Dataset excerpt
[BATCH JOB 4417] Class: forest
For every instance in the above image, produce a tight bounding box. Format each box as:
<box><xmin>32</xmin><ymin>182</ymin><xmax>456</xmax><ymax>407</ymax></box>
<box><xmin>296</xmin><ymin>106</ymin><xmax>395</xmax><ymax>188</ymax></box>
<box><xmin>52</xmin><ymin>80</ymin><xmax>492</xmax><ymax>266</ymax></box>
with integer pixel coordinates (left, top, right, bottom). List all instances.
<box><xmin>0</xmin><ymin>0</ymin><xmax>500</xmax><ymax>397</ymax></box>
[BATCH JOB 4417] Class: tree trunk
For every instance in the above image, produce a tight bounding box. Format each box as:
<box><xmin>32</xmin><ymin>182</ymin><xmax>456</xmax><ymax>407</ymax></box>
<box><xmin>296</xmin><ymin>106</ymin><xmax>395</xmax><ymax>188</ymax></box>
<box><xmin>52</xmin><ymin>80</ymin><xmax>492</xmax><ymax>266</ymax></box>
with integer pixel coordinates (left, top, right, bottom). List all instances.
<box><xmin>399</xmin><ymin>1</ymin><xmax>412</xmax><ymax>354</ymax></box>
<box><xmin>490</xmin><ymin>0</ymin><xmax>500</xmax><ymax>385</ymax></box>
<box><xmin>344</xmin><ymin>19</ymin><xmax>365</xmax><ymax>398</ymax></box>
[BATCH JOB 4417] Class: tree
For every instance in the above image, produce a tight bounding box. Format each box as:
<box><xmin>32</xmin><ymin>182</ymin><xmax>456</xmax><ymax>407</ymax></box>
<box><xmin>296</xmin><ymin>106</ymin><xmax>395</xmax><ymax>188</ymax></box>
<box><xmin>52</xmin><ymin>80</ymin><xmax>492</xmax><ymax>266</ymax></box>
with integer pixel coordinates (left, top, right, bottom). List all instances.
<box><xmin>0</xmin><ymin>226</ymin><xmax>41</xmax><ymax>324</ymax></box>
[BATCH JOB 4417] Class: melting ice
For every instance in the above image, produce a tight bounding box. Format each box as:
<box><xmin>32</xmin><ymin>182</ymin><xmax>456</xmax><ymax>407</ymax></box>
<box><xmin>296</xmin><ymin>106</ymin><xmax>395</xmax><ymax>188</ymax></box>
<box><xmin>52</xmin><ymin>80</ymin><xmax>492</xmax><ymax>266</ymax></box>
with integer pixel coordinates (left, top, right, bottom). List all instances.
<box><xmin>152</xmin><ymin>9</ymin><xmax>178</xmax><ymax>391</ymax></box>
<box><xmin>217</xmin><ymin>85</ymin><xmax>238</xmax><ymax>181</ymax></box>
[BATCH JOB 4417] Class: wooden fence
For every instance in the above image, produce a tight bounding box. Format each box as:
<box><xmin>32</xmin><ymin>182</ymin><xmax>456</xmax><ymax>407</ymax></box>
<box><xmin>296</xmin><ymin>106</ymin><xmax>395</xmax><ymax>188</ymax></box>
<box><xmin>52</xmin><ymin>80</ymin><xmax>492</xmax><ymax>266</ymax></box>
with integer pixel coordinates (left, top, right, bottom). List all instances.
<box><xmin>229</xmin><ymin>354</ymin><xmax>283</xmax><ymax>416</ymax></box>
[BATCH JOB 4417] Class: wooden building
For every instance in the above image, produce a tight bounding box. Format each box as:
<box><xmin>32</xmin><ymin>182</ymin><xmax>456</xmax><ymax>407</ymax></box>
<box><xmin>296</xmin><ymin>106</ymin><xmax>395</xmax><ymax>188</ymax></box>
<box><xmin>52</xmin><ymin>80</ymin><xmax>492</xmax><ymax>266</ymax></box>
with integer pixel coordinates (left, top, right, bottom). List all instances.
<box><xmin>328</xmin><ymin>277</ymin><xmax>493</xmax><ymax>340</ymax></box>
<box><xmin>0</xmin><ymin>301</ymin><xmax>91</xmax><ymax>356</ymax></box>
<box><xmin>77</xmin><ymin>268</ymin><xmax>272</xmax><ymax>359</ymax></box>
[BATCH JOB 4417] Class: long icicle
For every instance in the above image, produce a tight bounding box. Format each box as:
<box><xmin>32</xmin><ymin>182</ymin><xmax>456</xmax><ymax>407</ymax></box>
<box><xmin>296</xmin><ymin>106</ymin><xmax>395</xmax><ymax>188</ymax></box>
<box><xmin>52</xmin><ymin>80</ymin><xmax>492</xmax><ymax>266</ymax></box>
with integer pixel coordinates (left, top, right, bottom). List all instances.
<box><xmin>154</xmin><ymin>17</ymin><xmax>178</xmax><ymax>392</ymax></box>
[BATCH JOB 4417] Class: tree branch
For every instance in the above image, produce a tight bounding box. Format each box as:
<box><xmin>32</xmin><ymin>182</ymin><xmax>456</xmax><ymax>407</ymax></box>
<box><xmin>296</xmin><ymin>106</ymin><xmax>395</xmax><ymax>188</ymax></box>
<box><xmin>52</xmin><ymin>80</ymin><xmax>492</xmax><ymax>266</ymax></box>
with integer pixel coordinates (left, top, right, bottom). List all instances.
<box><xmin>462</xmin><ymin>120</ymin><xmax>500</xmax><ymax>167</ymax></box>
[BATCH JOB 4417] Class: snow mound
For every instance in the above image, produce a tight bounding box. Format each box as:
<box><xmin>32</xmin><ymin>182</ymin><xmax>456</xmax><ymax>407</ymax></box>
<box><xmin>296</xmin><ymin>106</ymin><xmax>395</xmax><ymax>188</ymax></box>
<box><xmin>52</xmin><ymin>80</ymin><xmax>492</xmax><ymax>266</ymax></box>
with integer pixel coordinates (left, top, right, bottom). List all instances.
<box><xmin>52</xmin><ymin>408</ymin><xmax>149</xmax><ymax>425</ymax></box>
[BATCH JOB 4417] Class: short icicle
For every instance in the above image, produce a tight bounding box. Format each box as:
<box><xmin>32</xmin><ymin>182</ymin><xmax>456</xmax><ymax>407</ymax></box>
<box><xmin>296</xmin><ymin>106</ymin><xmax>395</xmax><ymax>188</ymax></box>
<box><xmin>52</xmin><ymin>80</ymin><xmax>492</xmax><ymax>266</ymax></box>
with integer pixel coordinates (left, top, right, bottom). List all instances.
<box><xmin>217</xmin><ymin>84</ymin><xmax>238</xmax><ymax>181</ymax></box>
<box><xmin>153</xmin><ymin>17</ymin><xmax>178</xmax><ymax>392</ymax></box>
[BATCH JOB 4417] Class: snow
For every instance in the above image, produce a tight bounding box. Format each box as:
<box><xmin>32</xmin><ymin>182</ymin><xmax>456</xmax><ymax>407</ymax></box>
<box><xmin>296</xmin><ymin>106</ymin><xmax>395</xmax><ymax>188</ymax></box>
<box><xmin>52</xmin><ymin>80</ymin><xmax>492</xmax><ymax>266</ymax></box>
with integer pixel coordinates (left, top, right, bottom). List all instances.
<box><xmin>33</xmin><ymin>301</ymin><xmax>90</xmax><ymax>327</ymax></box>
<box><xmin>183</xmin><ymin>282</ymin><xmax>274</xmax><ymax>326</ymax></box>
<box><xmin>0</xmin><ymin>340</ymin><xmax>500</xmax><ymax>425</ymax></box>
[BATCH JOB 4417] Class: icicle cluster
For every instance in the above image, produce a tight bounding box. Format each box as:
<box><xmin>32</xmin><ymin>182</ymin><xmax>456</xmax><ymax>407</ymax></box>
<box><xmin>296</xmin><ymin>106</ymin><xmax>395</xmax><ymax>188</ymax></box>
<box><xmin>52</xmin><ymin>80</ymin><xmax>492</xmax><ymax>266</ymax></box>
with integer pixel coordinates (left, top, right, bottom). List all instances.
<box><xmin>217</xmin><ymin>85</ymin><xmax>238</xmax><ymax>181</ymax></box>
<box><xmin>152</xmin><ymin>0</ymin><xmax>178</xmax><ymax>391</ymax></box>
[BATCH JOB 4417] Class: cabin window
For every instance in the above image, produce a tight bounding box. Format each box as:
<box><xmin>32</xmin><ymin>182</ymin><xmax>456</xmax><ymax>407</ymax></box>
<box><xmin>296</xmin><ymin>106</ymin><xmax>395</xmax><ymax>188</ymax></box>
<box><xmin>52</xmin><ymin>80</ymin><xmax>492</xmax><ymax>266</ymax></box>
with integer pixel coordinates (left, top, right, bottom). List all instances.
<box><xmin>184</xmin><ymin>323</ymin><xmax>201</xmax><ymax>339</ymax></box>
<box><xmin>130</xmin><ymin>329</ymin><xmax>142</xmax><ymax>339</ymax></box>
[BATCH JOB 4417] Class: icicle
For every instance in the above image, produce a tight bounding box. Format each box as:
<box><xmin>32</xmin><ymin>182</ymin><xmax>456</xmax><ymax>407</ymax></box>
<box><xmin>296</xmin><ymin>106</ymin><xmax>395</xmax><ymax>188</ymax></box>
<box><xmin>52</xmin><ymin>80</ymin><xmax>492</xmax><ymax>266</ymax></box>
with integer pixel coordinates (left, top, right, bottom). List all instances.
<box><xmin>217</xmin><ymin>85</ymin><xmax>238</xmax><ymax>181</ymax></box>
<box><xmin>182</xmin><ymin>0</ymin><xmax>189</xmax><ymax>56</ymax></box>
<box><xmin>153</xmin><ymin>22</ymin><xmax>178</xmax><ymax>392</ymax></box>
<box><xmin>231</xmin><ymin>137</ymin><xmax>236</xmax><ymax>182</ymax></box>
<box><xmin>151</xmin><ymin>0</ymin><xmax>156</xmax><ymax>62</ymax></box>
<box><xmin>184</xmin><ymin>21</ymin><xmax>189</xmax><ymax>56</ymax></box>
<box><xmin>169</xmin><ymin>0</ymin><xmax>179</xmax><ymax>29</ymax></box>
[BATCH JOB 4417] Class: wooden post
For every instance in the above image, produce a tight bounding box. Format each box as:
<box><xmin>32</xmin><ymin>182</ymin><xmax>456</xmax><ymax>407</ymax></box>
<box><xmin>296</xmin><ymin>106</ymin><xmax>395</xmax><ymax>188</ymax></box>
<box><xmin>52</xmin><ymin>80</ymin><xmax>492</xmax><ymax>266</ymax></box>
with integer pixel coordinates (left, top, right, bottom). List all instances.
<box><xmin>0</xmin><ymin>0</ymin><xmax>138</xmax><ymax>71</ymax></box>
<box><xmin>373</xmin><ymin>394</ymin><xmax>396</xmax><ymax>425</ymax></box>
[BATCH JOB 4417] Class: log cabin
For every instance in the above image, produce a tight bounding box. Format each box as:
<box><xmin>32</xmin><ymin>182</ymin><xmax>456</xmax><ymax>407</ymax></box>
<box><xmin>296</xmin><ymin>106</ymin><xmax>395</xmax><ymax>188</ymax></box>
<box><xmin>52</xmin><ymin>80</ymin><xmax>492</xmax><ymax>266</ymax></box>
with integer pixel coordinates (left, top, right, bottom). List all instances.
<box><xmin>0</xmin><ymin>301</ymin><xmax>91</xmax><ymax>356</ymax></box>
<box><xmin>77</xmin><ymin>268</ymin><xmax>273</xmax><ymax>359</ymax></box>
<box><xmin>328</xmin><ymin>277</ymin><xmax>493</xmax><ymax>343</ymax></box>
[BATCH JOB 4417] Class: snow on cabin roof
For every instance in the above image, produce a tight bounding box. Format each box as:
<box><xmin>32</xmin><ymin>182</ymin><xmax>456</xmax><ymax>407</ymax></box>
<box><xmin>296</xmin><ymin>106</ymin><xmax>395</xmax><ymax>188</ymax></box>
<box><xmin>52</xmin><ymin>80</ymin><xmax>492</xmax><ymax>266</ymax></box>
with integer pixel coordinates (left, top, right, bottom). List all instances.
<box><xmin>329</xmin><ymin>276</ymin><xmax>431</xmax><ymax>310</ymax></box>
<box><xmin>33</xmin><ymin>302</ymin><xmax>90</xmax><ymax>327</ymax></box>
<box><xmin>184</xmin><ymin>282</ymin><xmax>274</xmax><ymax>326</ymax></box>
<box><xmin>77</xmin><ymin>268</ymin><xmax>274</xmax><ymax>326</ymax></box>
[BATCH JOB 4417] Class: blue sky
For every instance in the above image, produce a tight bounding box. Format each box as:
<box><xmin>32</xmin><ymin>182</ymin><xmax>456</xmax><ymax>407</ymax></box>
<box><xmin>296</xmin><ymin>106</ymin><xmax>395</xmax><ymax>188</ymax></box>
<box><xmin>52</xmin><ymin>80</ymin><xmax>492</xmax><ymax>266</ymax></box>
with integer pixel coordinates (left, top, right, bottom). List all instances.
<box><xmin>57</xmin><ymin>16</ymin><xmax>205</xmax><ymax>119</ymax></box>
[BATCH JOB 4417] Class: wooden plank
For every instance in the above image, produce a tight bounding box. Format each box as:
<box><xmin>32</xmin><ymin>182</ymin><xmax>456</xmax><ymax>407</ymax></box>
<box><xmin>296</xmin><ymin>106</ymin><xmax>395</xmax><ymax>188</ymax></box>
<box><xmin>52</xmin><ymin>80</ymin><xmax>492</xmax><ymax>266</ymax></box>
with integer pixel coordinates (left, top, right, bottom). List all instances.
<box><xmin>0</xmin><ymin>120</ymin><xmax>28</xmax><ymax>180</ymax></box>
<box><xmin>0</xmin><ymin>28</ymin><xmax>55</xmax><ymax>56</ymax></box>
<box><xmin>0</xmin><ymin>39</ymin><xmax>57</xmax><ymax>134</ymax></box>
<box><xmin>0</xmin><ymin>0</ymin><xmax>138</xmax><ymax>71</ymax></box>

(What this task involves): Repeat, character for character, the part of the records above that opens with the line containing "[BATCH JOB 4417] Class: blue sky" and continues through the end of the records.

(Output):
[BATCH JOB 4417] Class: blue sky
For every instance in the above image, produce a tight bounding box. Format each box as:
<box><xmin>32</xmin><ymin>182</ymin><xmax>456</xmax><ymax>407</ymax></box>
<box><xmin>296</xmin><ymin>106</ymin><xmax>395</xmax><ymax>188</ymax></box>
<box><xmin>52</xmin><ymin>80</ymin><xmax>492</xmax><ymax>266</ymax></box>
with integer pixel coordinates (left, top, right, bottom). List all instances.
<box><xmin>57</xmin><ymin>16</ymin><xmax>205</xmax><ymax>119</ymax></box>
[BATCH JOB 4417] Class: wooden plank
For every instance in the above image, produce a tight bounding box. Format each box as:
<box><xmin>32</xmin><ymin>182</ymin><xmax>456</xmax><ymax>407</ymax></box>
<box><xmin>296</xmin><ymin>106</ymin><xmax>395</xmax><ymax>188</ymax></box>
<box><xmin>52</xmin><ymin>80</ymin><xmax>492</xmax><ymax>266</ymax></box>
with integer pixel coordinates (left, top, right, bottom). List all instances.
<box><xmin>0</xmin><ymin>120</ymin><xmax>28</xmax><ymax>180</ymax></box>
<box><xmin>0</xmin><ymin>28</ymin><xmax>55</xmax><ymax>56</ymax></box>
<box><xmin>0</xmin><ymin>39</ymin><xmax>57</xmax><ymax>134</ymax></box>
<box><xmin>0</xmin><ymin>0</ymin><xmax>138</xmax><ymax>71</ymax></box>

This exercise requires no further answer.